#### EXERCISE DETAILS:
Set down exactly the lines from the one containing "A point belongs on each instance of the ceiling" through the end of the records below, both included, and nothing else.

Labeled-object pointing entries
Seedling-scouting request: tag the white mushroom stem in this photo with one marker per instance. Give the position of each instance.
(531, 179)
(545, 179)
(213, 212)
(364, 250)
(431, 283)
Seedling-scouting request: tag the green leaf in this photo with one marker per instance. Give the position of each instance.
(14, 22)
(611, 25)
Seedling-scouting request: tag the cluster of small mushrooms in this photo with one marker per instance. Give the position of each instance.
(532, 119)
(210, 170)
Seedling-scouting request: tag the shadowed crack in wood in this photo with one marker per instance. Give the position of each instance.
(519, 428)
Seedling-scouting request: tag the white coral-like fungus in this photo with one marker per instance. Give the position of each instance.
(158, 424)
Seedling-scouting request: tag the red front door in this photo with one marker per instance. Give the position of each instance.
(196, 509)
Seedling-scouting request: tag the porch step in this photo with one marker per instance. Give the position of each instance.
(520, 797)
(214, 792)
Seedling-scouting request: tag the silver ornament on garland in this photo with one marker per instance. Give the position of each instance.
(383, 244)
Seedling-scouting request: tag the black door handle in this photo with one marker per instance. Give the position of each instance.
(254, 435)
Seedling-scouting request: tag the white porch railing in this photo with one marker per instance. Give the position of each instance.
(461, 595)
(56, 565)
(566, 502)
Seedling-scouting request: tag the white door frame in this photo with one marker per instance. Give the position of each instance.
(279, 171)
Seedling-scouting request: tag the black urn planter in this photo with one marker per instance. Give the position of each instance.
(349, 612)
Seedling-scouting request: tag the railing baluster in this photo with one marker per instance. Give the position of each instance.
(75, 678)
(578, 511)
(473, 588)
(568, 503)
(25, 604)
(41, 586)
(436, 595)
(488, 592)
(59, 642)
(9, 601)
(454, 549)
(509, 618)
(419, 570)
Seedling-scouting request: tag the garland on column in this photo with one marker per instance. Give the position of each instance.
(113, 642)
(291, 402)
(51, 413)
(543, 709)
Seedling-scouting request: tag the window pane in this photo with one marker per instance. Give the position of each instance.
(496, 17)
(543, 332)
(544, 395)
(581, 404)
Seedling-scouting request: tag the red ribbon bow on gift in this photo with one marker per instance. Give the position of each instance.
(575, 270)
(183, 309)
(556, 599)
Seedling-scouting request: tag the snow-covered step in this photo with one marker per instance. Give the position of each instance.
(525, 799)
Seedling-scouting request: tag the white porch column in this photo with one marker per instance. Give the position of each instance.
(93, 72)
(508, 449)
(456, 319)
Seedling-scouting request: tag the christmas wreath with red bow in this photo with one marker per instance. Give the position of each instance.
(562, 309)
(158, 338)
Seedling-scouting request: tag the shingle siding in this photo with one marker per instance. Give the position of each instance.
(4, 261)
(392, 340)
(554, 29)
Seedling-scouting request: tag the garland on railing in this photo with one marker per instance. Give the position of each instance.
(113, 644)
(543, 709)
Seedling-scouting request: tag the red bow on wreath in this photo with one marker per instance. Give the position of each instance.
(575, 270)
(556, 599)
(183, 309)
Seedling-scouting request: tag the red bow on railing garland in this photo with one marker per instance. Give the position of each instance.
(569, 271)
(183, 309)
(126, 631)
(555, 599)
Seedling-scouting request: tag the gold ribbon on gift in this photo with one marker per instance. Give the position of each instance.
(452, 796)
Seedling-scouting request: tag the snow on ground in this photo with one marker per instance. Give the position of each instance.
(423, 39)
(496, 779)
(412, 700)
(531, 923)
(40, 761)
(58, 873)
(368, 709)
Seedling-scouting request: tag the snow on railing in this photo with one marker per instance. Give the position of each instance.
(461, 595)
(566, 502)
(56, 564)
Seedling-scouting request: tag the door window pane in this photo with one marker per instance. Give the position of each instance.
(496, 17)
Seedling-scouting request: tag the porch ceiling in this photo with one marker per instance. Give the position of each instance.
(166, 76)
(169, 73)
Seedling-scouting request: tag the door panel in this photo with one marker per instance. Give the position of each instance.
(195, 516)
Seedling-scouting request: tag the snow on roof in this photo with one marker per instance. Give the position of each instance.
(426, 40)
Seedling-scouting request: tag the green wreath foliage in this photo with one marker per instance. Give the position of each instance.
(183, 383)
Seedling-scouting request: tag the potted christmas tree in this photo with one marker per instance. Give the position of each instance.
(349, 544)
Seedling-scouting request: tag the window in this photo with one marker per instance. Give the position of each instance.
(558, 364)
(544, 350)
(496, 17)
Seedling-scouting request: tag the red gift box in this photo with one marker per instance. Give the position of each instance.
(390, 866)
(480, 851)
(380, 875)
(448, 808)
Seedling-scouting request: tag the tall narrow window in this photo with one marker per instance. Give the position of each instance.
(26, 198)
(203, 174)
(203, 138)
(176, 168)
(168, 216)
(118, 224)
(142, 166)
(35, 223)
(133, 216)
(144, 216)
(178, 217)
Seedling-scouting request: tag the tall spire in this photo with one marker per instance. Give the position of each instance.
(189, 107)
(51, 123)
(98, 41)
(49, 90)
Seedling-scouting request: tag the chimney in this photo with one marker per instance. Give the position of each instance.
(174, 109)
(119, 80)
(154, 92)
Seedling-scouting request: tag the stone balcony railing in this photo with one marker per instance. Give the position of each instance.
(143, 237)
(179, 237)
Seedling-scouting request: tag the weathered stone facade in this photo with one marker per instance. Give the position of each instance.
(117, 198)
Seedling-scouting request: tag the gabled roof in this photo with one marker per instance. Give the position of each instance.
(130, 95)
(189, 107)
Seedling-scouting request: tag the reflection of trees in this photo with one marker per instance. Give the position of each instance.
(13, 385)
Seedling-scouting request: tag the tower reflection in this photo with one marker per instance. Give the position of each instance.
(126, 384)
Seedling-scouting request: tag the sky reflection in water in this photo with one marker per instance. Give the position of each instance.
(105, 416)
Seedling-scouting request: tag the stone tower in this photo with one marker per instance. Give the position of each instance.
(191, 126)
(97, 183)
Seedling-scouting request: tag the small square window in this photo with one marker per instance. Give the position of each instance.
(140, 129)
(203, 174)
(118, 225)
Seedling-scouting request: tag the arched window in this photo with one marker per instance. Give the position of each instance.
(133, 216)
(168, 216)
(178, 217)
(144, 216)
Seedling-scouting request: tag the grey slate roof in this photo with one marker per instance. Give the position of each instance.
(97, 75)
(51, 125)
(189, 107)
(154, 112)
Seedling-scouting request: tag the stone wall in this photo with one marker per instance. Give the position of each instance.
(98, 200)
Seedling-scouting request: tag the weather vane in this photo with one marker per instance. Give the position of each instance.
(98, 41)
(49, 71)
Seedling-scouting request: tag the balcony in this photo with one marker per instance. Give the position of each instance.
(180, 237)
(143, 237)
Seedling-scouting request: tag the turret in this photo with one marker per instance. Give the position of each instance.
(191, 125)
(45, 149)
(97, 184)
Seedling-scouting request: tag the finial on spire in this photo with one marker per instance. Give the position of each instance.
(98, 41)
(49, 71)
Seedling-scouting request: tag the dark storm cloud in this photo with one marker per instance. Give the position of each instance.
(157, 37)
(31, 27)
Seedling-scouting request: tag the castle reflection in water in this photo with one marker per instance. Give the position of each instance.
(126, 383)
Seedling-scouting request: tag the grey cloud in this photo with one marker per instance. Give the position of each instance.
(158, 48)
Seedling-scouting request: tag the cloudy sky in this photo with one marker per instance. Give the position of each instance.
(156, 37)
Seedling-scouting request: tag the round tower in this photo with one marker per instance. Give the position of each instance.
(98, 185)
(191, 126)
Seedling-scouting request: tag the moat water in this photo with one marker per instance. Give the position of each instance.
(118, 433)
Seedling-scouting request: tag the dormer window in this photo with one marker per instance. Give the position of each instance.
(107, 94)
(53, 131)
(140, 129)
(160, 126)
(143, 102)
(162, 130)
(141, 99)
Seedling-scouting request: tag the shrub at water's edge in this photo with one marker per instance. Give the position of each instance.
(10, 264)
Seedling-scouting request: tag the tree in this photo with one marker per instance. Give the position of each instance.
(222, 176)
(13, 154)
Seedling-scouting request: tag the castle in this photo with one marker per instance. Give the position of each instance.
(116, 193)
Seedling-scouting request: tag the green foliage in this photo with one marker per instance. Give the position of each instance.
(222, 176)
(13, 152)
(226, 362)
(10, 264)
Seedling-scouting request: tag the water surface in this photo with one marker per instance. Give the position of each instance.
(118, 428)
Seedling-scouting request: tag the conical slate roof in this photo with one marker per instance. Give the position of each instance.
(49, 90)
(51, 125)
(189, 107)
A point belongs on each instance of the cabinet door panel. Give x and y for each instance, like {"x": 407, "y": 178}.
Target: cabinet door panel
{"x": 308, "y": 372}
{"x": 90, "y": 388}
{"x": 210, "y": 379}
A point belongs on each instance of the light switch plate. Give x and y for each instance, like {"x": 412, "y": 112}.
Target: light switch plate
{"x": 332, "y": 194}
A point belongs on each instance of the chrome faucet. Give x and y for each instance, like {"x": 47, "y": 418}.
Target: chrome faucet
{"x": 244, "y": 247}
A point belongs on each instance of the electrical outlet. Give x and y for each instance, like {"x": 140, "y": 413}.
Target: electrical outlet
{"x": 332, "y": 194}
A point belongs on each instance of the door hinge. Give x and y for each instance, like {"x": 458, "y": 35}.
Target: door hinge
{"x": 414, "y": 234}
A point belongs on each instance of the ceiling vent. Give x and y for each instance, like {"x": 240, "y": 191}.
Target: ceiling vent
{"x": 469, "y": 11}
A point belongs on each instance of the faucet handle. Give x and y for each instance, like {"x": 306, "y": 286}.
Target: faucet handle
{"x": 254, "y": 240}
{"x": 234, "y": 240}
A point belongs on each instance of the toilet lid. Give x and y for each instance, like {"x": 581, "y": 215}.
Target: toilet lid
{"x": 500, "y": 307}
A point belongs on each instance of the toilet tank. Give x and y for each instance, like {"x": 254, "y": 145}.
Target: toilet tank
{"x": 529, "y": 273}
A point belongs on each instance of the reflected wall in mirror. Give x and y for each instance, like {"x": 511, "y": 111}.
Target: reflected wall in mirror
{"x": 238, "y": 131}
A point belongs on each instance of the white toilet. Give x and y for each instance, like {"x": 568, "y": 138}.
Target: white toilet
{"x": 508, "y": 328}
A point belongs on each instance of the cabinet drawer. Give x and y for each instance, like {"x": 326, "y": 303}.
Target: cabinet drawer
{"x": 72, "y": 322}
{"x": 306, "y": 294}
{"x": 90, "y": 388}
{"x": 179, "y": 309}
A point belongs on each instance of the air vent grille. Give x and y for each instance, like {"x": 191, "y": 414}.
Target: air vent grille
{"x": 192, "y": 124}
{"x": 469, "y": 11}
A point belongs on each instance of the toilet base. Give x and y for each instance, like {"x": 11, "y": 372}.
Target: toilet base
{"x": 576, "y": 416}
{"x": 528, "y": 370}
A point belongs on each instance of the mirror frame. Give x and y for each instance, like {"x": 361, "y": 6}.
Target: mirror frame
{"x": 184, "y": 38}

#### REPLY:
A point belongs on each instance of the ceiling vent. Give x and y for each instance, like {"x": 240, "y": 191}.
Target: ceiling vent
{"x": 469, "y": 11}
A point belongs on each instance of the faucet handle. Give x and y for each instance, like {"x": 306, "y": 286}.
Target: faucet handle
{"x": 254, "y": 240}
{"x": 234, "y": 240}
A point belongs on each instance of the toilet lid. Give x and y for each instance, like {"x": 581, "y": 215}.
Target: toilet lid
{"x": 500, "y": 307}
A point belongs on each instance of the toilet tank. Give x and y for each instance, like {"x": 254, "y": 145}.
Target: toilet tank
{"x": 529, "y": 273}
A point belongs on each instance of the reflected wall in mirror. Give x and y for each instance, like {"x": 511, "y": 111}.
Target: reflected wall in mirror
{"x": 238, "y": 131}
A point belongs on each instance of the white toilet. Give x and y for each instance, like {"x": 568, "y": 138}.
Target: white toilet
{"x": 508, "y": 328}
A point belongs on each instance of the cabinet drawer. Give x and y for each instance, like {"x": 326, "y": 303}.
Target: cabinet drawer
{"x": 72, "y": 322}
{"x": 306, "y": 294}
{"x": 90, "y": 388}
{"x": 179, "y": 309}
A point belongs on each instance of the air vent grille. Give x and y for each instance, like {"x": 191, "y": 414}.
Target: air vent grille
{"x": 192, "y": 124}
{"x": 469, "y": 11}
A point belongs on each instance of the toilet base. Give x and y for each instance, like {"x": 11, "y": 372}.
Target: toilet base
{"x": 576, "y": 416}
{"x": 528, "y": 370}
A point belongs on each instance of the mirror frame. Give x and y for each instance, like {"x": 361, "y": 6}.
Target: mirror frame
{"x": 184, "y": 38}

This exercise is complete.